(EXCERPTED PASSAGE):
Ok, that title might be slightly unfair, but after almost 4 years of living abroad, I never thought I'd see the day when my parents finally touched down on Spanish soil. But I can say it was probably the highlight of my time here and we've had some pretty amazing times over the last 4 years so it's a high standard to reach!
You see, when we were in the planning stages of moving, I just assumed that they would come to visit us. Sure, they weren't big travelers but what a great chance for them to come and see us and explore somewhere new with us. What I didn't know until after we moved was that part of the reason they weren't travelers was because my mom didn't just not like to fly but had a deep rooted fear of flying. She had only flown 2 times before we moved here - a rookie ;). My dad loves to fly so I knew that he wasn't going to be a problem to get here, but I wanted them both to visit.
Now I hate to fly, so I get it. I also get that her fear is significantly worse than mine but a fear nonetheless and nothing to be dismissive about. But I stayed on top of things, even perhaps playing a guilt trip or two about getting here and how much I wanted them to see Barcelona and to see that we are not only surviving but thriving. That we don't live in a 3rd world country. Time marched on and no plans were made. There were always reasons - work, money, surgeries. All valid reasons but there never seemed to be the right time.

(COLLECTED MATERIAL):
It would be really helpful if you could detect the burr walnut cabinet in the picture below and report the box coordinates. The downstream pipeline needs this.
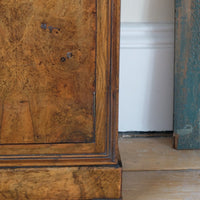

(WHAT TO WORK ON): Do these statements agree with the excerpt about the parents' visit to Spain above? Answer yes or no for each and quote the deciding words: (a) Before the move, the writer's mother had flown only twice. (b) The writer enjoys flying. (c) The writer expected the father to be hard to get onto a plane.

(TASK RESPONSE):
(a) Yes: "She had only flown 2 times before we moved here"
(b) No: "Now I hate to fly"
(c) No: "My dad loves to fly so I knew that he wasn't going to be a problem to get here"